Exercise objective → Drop all images and give the records again exactly.

Source material →
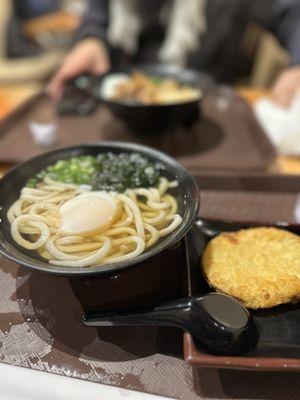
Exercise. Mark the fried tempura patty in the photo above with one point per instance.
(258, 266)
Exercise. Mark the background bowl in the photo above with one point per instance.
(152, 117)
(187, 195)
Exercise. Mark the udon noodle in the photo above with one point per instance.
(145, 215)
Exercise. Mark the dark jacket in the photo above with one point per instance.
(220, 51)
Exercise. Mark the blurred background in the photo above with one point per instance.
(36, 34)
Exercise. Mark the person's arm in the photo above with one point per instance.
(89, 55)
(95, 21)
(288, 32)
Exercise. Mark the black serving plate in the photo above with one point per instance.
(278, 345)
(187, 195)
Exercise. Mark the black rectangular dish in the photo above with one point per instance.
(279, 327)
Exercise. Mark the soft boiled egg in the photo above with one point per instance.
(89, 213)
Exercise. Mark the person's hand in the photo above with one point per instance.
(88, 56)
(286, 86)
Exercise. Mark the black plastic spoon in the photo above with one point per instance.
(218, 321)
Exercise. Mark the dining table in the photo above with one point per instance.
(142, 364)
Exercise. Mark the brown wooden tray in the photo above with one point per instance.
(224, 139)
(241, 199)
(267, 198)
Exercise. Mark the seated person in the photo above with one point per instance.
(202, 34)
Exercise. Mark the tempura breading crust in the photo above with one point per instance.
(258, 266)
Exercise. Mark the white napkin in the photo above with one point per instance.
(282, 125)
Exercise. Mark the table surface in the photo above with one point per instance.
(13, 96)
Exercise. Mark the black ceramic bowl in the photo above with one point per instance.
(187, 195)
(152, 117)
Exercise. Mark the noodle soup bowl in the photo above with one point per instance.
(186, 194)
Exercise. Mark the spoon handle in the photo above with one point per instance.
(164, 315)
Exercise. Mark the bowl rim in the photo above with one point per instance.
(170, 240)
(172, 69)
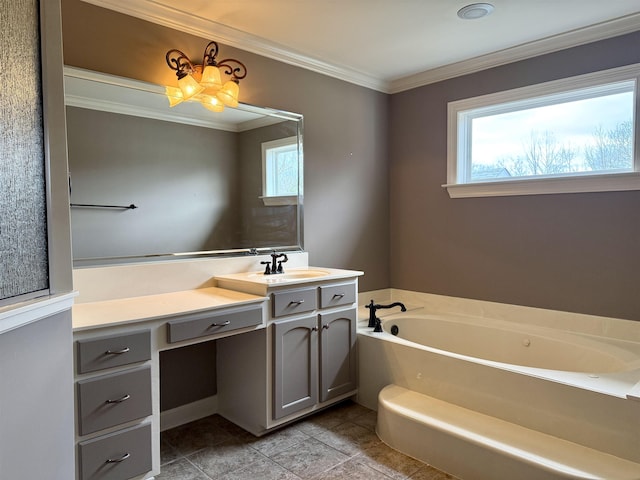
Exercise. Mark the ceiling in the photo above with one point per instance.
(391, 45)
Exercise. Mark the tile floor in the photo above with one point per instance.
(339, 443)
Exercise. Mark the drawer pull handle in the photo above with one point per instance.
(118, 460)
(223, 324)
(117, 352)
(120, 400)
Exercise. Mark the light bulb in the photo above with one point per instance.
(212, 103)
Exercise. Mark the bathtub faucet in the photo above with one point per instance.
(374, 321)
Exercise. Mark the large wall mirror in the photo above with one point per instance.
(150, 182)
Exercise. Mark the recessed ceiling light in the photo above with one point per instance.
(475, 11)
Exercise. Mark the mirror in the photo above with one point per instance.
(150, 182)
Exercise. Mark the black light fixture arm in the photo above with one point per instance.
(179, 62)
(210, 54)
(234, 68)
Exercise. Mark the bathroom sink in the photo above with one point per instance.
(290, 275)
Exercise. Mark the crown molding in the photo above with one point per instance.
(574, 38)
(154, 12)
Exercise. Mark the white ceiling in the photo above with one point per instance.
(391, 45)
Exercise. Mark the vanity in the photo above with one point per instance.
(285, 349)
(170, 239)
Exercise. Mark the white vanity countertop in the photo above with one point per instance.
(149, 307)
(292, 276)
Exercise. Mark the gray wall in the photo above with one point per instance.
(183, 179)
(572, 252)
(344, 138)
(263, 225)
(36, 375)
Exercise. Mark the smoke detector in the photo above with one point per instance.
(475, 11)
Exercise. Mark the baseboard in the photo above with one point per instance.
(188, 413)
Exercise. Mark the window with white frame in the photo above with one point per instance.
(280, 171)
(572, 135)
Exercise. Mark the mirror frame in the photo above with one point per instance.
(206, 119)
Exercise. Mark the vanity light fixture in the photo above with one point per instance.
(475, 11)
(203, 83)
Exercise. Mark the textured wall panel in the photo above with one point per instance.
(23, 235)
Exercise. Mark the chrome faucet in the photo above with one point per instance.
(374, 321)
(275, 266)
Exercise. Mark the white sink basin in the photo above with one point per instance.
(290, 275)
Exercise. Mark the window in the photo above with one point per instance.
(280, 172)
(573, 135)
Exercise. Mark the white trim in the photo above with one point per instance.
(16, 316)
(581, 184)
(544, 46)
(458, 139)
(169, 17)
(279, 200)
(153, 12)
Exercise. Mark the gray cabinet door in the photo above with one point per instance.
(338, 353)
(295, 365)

Completed exercise →
Exercise. Mark the fried tempura patty in the photo above with one point per instance.
(258, 266)
Exercise. Mark the background bowl in the photo above with one point per instance.
(152, 117)
(187, 195)
Exercise. Mark the udon noodle in the photo above with one point per instance.
(145, 215)
Exercise. Mark the dark jacket in the photo above with one point per instance.
(220, 51)
Exercise. Mark the blurred background in the photo above with one point per instance.
(36, 34)
Exercise. Mark the person's arm in the photo above with one point per instance.
(89, 55)
(95, 21)
(288, 32)
Exercise. Mark the black serving plate in the photo above with one point per instance.
(278, 345)
(187, 195)
Exercise. Mark the black rectangular dish in the photo above with one point per instance.
(279, 327)
Exercise. Mark the soft boiled egg in the photo above with one point per instance.
(89, 213)
Exercise. Mark the person's hand in the photo above with one point per instance.
(88, 56)
(286, 86)
Exercise. Mark the black plastic spoon in the photo above with one point per instance.
(218, 321)
Exercise. Mark the dining table in the photo above with one point per instance.
(142, 364)
Exercise. Mark the brown wooden tray in the photo above with one point per instance.
(224, 139)
(241, 199)
(267, 198)
Exercise. Mark the seated person in the photo above with one point per instance.
(202, 34)
Exercise. Mark the tempura breading crust in the photo above with one point per instance.
(258, 266)
Exercise. Mark the white napkin in the photo above with one point per instance.
(282, 125)
Exercise. Mark the table surface in the photo above with one point per instance.
(13, 96)
Exercise. Mark the black ceramic bowl in the photo above with one point per instance.
(187, 195)
(152, 117)
Exercise. Mark the noodle soup bowl in the photo above with one point per instance.
(186, 194)
Exercise. Mark the spoon handle in the photo above with one point per instance.
(164, 315)
Exercise. Mark the bowl rim in the photo above with one point per instance.
(170, 240)
(172, 69)
Exercise. Mark the ceiling in the photo above with one point per instance.
(391, 45)
Exercise. Mark the tile floor in the photo above with one point per instance.
(339, 443)
Exercise. Mark the drawer pull handle in the photo above with one point per instance.
(118, 460)
(223, 324)
(117, 352)
(120, 400)
Exercise. Mark the light bulb in the photo above with one point per instance.
(212, 103)
Exercise. Mark the bathtub faucet in the photo above with one point per instance.
(374, 321)
Exercise. Mark the large wall mirror in the photo above with one point per instance.
(150, 182)
Exercise. Mark the recessed ceiling light in the photo above with one point per instance.
(475, 11)
Exercise. Mark the mirror in the photo above with one point per instance.
(150, 182)
Exercise. Mark the black light fixture arm in the photo above with one point per instance.
(179, 62)
(210, 54)
(234, 68)
Exercise. Mark the bathroom sink in the photo above with one point per instance.
(290, 275)
Exercise. Mark the crown molding in the photo above with one point per instance.
(574, 38)
(154, 12)
Exercise. Mark the white ceiling in the photo above with one point per instance.
(391, 45)
Exercise. Mark the vanity in the photo above with one point per instance.
(285, 349)
(170, 239)
Exercise. Mark the white vanity countertop in the photo above with one point per instance.
(149, 307)
(292, 276)
Exercise. Mark the gray wall in the photo above with one point per instance.
(183, 179)
(572, 252)
(344, 138)
(263, 225)
(36, 375)
Exercise. Mark the smoke detector in the photo above with one point per instance.
(475, 11)
Exercise. Mark the baseboard in the photo above with one point per instance.
(188, 413)
Exercise. Mark the window with white frame in the photo above with one point per instance.
(280, 171)
(572, 135)
Exercise. Mark the mirror frame in the photo above with one point per instance.
(206, 119)
Exercise. Mark the vanity light fixture in the photo above with one point per instance.
(475, 11)
(203, 83)
Exercise. Mark the textured wall panel in the photo above with one point per instance.
(23, 235)
Exercise. Mark the chrome faucet in the photo above with one point per instance.
(374, 321)
(275, 266)
Exercise. Mark the white sink basin in the photo above with one point per instance.
(290, 275)
Exercise. Mark the window in the photo above with one point per instance.
(280, 172)
(573, 135)
Exercise. Mark the white trim in the photo above with one point per instance.
(16, 316)
(581, 184)
(544, 46)
(458, 139)
(169, 17)
(279, 200)
(153, 12)
Exercise. Mark the gray cabinet door in the photo above with one point per instance.
(338, 353)
(295, 365)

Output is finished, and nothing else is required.